§ **Records supplied**:

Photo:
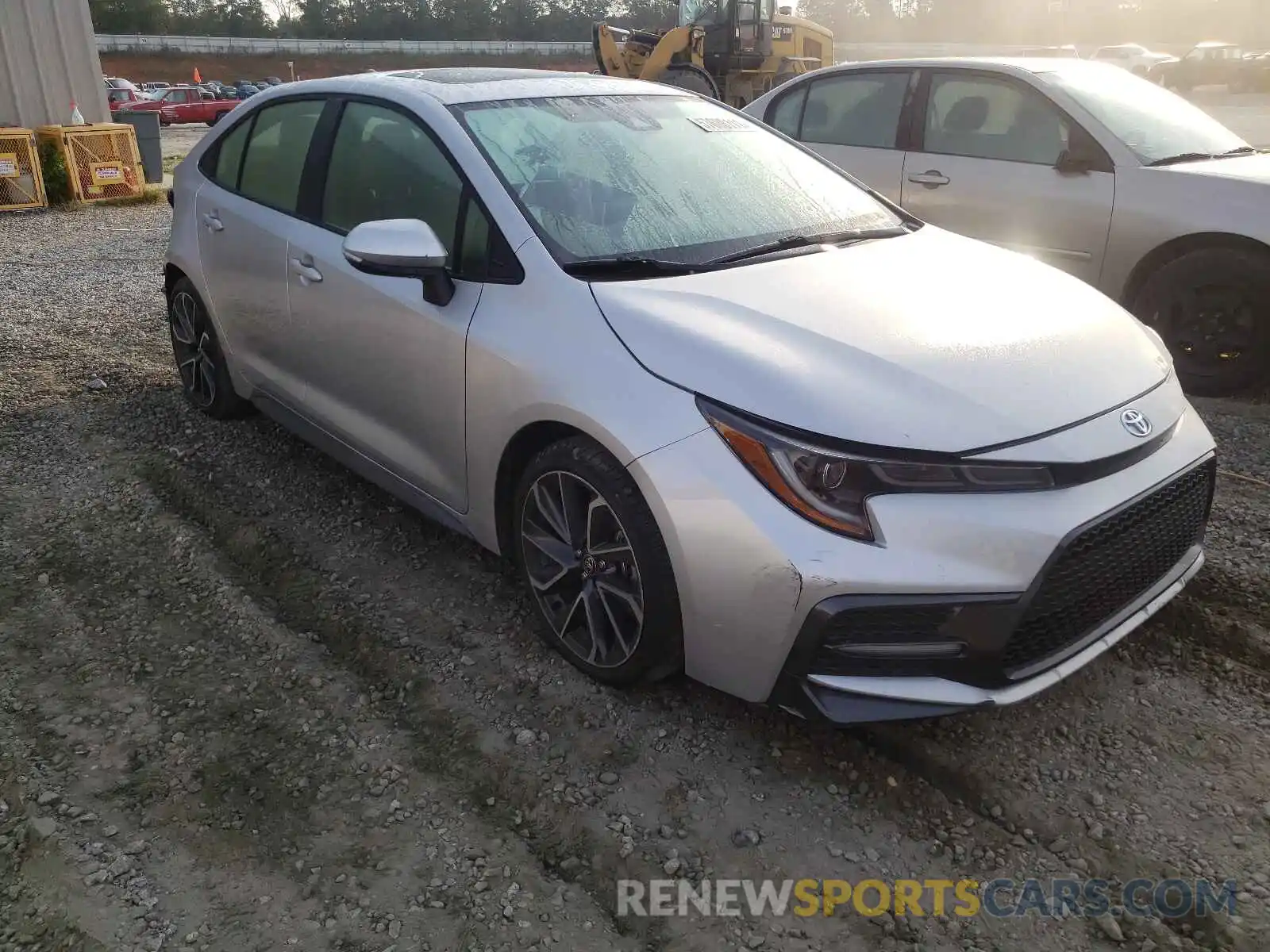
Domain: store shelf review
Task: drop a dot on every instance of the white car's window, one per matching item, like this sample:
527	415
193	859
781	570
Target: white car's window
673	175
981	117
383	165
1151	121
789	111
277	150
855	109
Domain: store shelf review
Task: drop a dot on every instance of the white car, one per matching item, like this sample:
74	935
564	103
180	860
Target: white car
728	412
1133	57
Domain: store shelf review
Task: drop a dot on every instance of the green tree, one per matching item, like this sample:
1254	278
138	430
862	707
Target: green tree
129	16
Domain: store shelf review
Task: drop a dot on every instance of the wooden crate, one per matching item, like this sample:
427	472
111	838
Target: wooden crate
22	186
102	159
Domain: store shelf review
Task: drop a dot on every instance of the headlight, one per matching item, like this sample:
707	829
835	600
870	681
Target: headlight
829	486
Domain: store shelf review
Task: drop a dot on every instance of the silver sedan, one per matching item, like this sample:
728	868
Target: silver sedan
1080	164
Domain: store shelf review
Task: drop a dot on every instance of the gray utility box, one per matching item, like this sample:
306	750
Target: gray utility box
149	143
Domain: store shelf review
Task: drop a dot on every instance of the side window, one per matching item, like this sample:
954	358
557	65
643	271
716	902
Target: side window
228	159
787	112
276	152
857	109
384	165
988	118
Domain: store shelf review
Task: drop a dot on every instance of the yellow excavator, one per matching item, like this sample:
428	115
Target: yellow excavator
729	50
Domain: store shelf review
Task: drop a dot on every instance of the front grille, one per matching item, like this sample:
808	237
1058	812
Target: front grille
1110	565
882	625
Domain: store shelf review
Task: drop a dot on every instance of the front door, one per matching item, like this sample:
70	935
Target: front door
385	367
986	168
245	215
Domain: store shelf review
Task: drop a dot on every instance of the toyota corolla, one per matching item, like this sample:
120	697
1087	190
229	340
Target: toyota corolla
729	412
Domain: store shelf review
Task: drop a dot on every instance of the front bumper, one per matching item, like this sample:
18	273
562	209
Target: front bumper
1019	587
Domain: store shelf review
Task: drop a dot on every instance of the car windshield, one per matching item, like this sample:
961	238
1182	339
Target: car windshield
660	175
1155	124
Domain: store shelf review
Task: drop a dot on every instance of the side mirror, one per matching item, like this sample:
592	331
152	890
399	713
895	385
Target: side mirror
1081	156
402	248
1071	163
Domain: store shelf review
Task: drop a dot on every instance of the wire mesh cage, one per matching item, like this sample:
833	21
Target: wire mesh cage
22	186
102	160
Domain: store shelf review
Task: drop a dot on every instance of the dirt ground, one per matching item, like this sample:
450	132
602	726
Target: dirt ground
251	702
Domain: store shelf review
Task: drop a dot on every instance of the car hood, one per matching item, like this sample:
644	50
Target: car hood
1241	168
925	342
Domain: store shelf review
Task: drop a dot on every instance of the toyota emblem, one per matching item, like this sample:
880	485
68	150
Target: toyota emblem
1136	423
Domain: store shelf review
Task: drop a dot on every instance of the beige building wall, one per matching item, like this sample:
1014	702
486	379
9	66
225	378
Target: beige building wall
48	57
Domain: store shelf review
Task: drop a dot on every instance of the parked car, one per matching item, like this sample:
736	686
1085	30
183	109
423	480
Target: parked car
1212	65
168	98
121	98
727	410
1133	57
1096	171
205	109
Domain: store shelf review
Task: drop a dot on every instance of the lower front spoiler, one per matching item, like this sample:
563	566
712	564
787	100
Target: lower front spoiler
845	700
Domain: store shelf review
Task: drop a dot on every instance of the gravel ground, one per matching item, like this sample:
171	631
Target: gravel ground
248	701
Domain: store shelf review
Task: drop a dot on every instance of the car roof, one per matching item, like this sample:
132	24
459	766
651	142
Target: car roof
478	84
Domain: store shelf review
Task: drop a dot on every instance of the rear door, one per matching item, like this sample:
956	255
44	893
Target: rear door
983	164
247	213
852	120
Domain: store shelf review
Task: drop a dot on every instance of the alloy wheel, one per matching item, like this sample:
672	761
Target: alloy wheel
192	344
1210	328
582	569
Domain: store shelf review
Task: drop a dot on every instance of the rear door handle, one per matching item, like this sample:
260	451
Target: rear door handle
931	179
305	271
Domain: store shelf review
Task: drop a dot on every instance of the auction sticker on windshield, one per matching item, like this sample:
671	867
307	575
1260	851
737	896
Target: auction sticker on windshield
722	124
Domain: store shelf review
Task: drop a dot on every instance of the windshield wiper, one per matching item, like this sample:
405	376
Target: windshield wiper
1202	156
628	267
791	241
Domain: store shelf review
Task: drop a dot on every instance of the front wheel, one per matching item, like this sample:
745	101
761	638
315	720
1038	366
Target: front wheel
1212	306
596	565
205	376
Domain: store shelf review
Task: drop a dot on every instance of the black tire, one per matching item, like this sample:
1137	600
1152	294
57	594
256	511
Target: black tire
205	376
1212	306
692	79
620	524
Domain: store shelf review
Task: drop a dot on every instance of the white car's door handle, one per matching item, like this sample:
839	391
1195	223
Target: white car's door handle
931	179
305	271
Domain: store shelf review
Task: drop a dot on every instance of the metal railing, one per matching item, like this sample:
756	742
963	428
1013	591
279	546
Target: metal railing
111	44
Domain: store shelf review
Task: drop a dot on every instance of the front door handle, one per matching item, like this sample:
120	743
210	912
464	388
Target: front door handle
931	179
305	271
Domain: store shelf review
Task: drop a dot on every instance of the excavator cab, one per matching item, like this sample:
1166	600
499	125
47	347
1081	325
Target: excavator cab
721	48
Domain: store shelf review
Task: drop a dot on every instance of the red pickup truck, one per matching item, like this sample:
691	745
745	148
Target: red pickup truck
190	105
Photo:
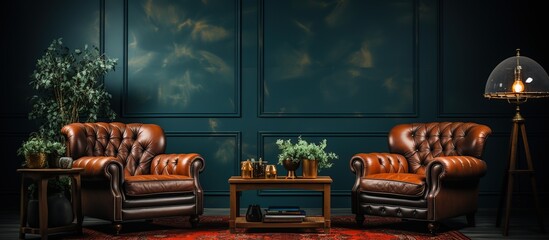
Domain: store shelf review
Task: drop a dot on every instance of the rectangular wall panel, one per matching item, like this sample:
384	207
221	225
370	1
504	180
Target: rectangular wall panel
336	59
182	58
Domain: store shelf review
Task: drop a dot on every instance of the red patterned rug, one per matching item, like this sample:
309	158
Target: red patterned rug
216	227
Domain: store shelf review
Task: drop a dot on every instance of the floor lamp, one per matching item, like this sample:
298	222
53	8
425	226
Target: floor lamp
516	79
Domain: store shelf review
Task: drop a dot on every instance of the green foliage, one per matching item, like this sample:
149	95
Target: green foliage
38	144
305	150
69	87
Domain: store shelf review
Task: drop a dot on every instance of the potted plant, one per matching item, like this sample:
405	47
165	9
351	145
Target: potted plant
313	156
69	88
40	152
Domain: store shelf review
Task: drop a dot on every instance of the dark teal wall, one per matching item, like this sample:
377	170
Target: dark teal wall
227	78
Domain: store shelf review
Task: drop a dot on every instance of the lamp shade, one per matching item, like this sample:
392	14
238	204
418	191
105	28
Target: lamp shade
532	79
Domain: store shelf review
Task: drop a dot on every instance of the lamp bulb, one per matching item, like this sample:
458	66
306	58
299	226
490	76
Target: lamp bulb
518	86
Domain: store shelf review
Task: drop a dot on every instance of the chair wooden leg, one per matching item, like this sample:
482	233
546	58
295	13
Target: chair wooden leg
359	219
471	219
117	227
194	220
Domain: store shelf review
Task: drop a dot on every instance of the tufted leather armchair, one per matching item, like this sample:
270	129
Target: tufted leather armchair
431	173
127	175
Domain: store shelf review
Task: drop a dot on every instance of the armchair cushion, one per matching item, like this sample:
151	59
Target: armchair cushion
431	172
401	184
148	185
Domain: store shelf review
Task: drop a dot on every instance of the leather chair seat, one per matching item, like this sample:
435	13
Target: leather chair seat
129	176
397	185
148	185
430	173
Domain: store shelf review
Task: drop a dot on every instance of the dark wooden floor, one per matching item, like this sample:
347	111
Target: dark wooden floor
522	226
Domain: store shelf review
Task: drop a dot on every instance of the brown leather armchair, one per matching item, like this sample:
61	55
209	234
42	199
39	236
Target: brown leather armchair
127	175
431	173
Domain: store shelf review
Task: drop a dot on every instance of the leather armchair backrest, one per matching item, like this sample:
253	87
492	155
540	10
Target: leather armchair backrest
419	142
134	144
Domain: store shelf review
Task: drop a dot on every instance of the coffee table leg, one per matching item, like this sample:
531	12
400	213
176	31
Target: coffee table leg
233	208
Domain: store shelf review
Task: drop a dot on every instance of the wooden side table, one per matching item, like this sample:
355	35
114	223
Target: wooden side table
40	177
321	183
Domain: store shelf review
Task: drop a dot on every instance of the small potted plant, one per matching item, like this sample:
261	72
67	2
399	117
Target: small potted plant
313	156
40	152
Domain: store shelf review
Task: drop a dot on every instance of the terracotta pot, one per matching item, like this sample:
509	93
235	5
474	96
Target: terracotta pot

§ **Objective**: Which lines of the rows above contain the string "metal"? Extract each one in full.

§ **Written solution**:
Task: drop a dot on every instance of the metal railing, one per matching item, like this sample:
Target: metal railing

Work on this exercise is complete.